— Source document —

Fitch noted that at one point, Mena told her that he was going to return to El Salvador, “no matter how long it took him.” 

Mena doesn’t deny it. The sketch of the career he envisioned when he first came to the United States (“study, OPT, go back home”) happened exactly as planned, albeit with one less year of optional practice training (OPT), a visa extension that allowed Mena to initially stay in the U.S.. 

He never shut the door on the U.S. while he was here, however. 

“If you were to ask anyone that knows me, they know I’m very open with my plans,” Mena stated. 

Although Mena admitted he always planned on returning to El Salvador, he made it clear that he would have stayed if he was offered a job in the United States.

If not for the previous former President Donald Trump, Mena firmly believes that he’d still be in the U.S. Getting a visa extension after graduation was always difficult, Mena stated, but up until Trump, as long as you had everything in order, you would get the extension.

“It wasn’t enough to have everything in order,” Mena said. “Now you had to pray that whoever got your case was cool.” 

Mena had everything in order, but his application was rejected.

According to Forbes, the concern of Americans not excelling in STEM fields is decades old. Even worse, however, is the lack of interest in STEM fields. In 2018, The Atlantic noted that international students kept many STEM programs across American universities afloat. The question isn’t about universities training students in these fields, but rather if there are enough American students.

Stricter immigration policies enacted by the Trump administration made it harder for international students to come and harder to stay. Mena was just one of many casualties of the new policies. As the United States attempts to keep pace with competing countries, the need for STEM majors continues to grow. Forbes reported that 62 percent of international students were in STEM related fields.

— Using the information —
**A.** Answer these about the article on Mena, one line each:
(i) To which country did Mena say he would return?
(ii) Which publication noted in 2018 that international students kept many STEM programs afloat?
(iii) According to Forbes, what percentage of international students were in STEM-related fields?
**B.** List every person named in the article on Mena.
**C.** From the article on Mena, write out the passage between "Mena doesn’t deny" and "get the extension.", inclusive.

— Study material —
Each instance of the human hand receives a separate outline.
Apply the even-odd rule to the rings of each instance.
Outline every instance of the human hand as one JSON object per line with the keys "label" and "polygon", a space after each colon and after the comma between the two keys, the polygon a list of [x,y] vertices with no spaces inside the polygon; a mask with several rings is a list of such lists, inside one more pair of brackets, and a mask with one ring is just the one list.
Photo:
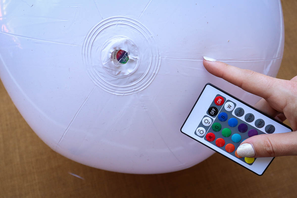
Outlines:
{"label": "human hand", "polygon": [[278,79],[203,58],[203,64],[209,73],[263,98],[255,107],[281,122],[287,119],[295,131],[247,138],[237,148],[238,155],[261,157],[297,155],[297,76],[290,80]]}

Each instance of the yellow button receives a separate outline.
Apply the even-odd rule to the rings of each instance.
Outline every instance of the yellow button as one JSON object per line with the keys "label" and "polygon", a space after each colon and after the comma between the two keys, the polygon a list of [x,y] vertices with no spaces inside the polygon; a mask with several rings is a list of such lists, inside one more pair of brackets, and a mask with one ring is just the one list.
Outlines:
{"label": "yellow button", "polygon": [[254,158],[245,157],[244,161],[248,164],[252,164],[255,161],[255,159]]}

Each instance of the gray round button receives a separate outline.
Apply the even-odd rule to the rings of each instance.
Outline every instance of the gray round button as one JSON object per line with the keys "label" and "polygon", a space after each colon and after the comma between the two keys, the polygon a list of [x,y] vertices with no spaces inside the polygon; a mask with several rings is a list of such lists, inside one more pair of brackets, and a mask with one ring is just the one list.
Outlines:
{"label": "gray round button", "polygon": [[265,122],[262,119],[257,119],[255,121],[255,125],[258,128],[262,128],[265,125]]}
{"label": "gray round button", "polygon": [[202,136],[205,134],[206,131],[205,129],[203,127],[198,127],[196,129],[196,134],[198,136]]}
{"label": "gray round button", "polygon": [[275,131],[275,127],[272,124],[268,124],[265,127],[265,131],[267,133],[272,133]]}
{"label": "gray round button", "polygon": [[247,113],[244,116],[244,119],[248,122],[252,122],[255,119],[255,116],[252,113]]}
{"label": "gray round button", "polygon": [[244,114],[244,110],[242,108],[238,107],[235,109],[234,113],[238,117],[241,117]]}

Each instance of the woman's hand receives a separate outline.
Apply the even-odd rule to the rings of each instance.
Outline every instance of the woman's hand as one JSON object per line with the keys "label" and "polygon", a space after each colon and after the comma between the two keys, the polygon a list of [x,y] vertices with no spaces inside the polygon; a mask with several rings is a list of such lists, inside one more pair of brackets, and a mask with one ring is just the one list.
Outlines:
{"label": "woman's hand", "polygon": [[[282,122],[287,119],[293,130],[297,130],[297,76],[290,80],[278,79],[203,58],[209,72],[262,97],[256,108]],[[250,137],[240,144],[237,154],[254,157],[297,155],[296,132]]]}

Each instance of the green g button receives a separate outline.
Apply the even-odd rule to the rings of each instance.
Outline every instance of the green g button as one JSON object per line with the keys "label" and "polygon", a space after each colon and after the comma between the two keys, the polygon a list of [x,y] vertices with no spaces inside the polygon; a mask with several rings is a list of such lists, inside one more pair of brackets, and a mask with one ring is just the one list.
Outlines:
{"label": "green g button", "polygon": [[214,131],[217,132],[222,128],[222,126],[218,122],[215,122],[211,125],[211,128]]}

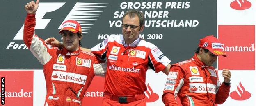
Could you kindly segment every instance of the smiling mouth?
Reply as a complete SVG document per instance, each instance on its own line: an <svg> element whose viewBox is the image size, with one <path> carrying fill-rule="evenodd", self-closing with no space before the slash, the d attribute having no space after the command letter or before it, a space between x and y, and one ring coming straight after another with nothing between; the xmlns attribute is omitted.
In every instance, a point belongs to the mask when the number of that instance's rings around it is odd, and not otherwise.
<svg viewBox="0 0 256 106"><path fill-rule="evenodd" d="M66 44L71 44L72 42L65 42L65 43Z"/></svg>

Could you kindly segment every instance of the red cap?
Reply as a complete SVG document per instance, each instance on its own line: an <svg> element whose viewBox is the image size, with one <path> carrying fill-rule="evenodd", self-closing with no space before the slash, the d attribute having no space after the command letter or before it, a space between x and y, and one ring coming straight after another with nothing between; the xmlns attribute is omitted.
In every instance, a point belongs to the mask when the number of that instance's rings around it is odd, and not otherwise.
<svg viewBox="0 0 256 106"><path fill-rule="evenodd" d="M78 22L75 20L68 20L63 22L62 25L62 29L59 32L60 33L63 30L68 30L73 33L78 32L82 33L82 28Z"/></svg>
<svg viewBox="0 0 256 106"><path fill-rule="evenodd" d="M217 55L227 56L226 54L222 51L222 44L219 40L213 35L206 36L200 40L198 46L207 49L212 53Z"/></svg>

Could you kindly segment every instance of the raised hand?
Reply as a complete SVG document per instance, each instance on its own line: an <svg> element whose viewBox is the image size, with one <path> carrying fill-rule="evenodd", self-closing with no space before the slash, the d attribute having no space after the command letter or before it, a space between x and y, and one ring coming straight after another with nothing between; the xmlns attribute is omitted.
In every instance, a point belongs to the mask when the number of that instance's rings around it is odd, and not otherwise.
<svg viewBox="0 0 256 106"><path fill-rule="evenodd" d="M230 77L231 77L231 73L229 70L223 69L223 71L222 73L222 76L224 78L224 81L226 83L228 83L230 81Z"/></svg>
<svg viewBox="0 0 256 106"><path fill-rule="evenodd" d="M47 44L50 44L54 46L58 47L62 47L60 46L60 43L56 38L54 37L48 38L44 40L44 42Z"/></svg>
<svg viewBox="0 0 256 106"><path fill-rule="evenodd" d="M25 5L25 9L27 13L30 14L36 13L36 12L38 8L39 1L39 0L37 0L35 3L33 1L32 1L27 3L27 4Z"/></svg>

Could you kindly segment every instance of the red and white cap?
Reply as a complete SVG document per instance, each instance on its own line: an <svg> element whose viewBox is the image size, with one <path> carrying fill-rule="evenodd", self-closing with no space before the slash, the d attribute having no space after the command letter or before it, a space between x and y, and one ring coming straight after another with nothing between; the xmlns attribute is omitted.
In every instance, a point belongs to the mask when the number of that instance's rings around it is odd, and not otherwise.
<svg viewBox="0 0 256 106"><path fill-rule="evenodd" d="M59 33L62 33L63 30L66 30L74 33L78 32L82 33L82 28L80 24L75 20L68 20L63 22Z"/></svg>
<svg viewBox="0 0 256 106"><path fill-rule="evenodd" d="M217 55L227 56L226 54L222 51L222 44L219 40L213 35L206 36L200 40L198 46L207 49L212 53Z"/></svg>

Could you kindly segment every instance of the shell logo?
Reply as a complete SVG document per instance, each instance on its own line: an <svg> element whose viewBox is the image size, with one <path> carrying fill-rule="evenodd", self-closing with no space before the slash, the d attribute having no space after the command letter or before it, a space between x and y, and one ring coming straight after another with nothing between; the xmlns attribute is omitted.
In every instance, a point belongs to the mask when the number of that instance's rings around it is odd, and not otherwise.
<svg viewBox="0 0 256 106"><path fill-rule="evenodd" d="M192 71L192 72L193 72L194 74L197 73L197 72L198 72L197 70L195 68L192 68L192 69L191 69L191 71Z"/></svg>
<svg viewBox="0 0 256 106"><path fill-rule="evenodd" d="M134 55L135 54L136 54L136 51L134 50L132 50L130 52L130 55L131 55L132 56Z"/></svg>
<svg viewBox="0 0 256 106"><path fill-rule="evenodd" d="M61 62L63 61L63 58L62 58L62 56L61 55L60 55L58 57L58 60L59 60L59 62Z"/></svg>

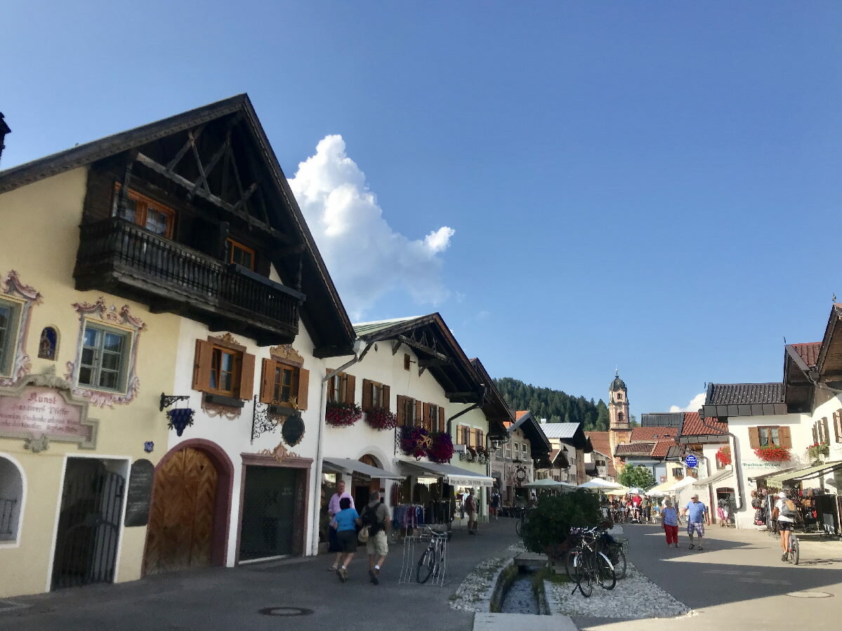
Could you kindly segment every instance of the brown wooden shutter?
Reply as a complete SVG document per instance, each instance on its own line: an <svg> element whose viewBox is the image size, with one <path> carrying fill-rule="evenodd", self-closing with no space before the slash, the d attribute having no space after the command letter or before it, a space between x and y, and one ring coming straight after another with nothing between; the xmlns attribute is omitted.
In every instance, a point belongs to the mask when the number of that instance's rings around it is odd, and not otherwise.
<svg viewBox="0 0 842 631"><path fill-rule="evenodd" d="M369 379L363 379L363 410L371 409L372 386L373 384Z"/></svg>
<svg viewBox="0 0 842 631"><path fill-rule="evenodd" d="M406 408L403 405L404 398L403 395L397 395L397 411L396 416L397 416L397 424L402 427L407 424Z"/></svg>
<svg viewBox="0 0 842 631"><path fill-rule="evenodd" d="M778 440L781 441L779 447L789 449L792 447L792 439L790 437L788 425L781 425L778 427Z"/></svg>
<svg viewBox="0 0 842 631"><path fill-rule="evenodd" d="M348 384L345 385L345 403L354 403L356 396L357 378L353 374L346 375Z"/></svg>
<svg viewBox="0 0 842 631"><path fill-rule="evenodd" d="M271 403L274 396L274 359L263 360L263 375L260 379L260 401Z"/></svg>
<svg viewBox="0 0 842 631"><path fill-rule="evenodd" d="M210 390L210 359L213 344L196 340L196 353L193 358L193 390L207 392Z"/></svg>
<svg viewBox="0 0 842 631"><path fill-rule="evenodd" d="M243 353L240 362L240 398L251 399L254 395L254 364L257 358Z"/></svg>
<svg viewBox="0 0 842 631"><path fill-rule="evenodd" d="M298 398L296 405L299 410L307 409L307 396L310 393L310 371L298 369Z"/></svg>
<svg viewBox="0 0 842 631"><path fill-rule="evenodd" d="M749 446L757 449L760 446L760 430L758 427L749 427Z"/></svg>

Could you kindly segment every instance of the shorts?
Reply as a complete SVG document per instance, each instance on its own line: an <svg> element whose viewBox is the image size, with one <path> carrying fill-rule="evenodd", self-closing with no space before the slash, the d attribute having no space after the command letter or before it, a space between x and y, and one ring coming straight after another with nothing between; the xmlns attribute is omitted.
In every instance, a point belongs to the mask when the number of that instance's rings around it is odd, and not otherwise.
<svg viewBox="0 0 842 631"><path fill-rule="evenodd" d="M687 534L692 537L694 533L698 533L700 537L705 536L704 522L687 522Z"/></svg>
<svg viewBox="0 0 842 631"><path fill-rule="evenodd" d="M336 538L339 543L339 552L356 552L356 530L340 530L336 533Z"/></svg>
<svg viewBox="0 0 842 631"><path fill-rule="evenodd" d="M365 551L372 556L386 556L389 554L389 542L386 538L386 531L381 530L377 534L369 537L365 542Z"/></svg>

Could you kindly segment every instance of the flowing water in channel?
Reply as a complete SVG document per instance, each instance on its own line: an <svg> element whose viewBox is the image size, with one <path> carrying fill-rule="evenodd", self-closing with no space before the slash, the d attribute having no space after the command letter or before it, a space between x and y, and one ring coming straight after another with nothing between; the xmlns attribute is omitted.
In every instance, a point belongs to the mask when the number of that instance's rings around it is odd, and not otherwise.
<svg viewBox="0 0 842 631"><path fill-rule="evenodd" d="M520 568L517 578L512 582L500 606L503 613L538 614L538 602L532 591L532 571Z"/></svg>

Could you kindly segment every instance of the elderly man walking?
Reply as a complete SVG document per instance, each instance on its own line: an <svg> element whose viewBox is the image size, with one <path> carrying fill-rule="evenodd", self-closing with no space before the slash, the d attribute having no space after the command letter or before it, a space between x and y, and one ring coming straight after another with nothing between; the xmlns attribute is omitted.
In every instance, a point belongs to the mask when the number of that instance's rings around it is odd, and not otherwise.
<svg viewBox="0 0 842 631"><path fill-rule="evenodd" d="M380 501L380 491L373 490L369 495L369 503L363 509L361 519L363 526L369 527L369 538L365 542L365 551L369 555L369 579L375 585L379 585L380 570L386 563L386 555L389 554L386 536L389 509Z"/></svg>

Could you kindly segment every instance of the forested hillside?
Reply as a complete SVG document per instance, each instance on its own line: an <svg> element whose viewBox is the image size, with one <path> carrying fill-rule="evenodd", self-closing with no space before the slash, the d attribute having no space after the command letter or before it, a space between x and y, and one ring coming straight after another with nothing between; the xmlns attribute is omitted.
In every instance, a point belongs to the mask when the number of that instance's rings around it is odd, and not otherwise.
<svg viewBox="0 0 842 631"><path fill-rule="evenodd" d="M511 377L494 379L506 403L513 410L529 410L536 418L551 423L584 423L586 432L608 429L608 406L584 396L570 396L562 390L537 388Z"/></svg>

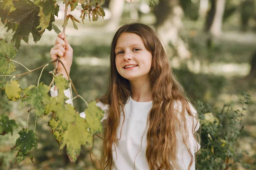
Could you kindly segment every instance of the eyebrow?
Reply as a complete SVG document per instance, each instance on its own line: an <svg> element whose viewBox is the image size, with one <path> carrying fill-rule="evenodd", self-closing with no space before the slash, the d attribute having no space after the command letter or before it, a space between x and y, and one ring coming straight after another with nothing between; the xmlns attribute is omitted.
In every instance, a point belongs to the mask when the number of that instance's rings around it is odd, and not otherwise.
<svg viewBox="0 0 256 170"><path fill-rule="evenodd" d="M141 45L140 44L132 44L130 46L136 46L136 45ZM115 51L116 50L116 49L118 49L119 48L122 48L122 47L118 47L118 46L116 47L116 48L115 48Z"/></svg>

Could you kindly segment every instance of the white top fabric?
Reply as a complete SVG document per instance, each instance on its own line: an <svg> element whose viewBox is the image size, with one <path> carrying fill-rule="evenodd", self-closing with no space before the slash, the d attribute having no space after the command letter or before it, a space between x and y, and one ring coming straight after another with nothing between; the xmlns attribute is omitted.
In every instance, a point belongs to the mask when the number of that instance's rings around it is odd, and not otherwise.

— Results of the tasks —
**A.**
(i) El Salvador
(ii) The Atlantic
(iii) 62 percent

**B.** Fitch, Mena, Donald Trump

**C.**
Mena doesn’t deny it. The sketch of the career he envisioned when he first came to the United States (“study, OPT, go back home”) happened exactly as planned, albeit with one less year of optional practice training (OPT), a visa extension that allowed Mena to initially stay in the U.S.. 

He never shut the door on the U.S. while he was here, however. 

“If you were to ask anyone that knows me, they know I’m very open with my plans,” Mena stated. 

Although Mena admitted he always planned on returning to El Salvador, he made it clear that he would have stayed if he was offered a job in the United States.

If not for the previous former President Donald Trump, Mena firmly believes that he’d still be in the U.S. Getting a visa extension after graduation was always difficult, Mena stated, but up until Trump, as long as you had everything in order, you would get the extension.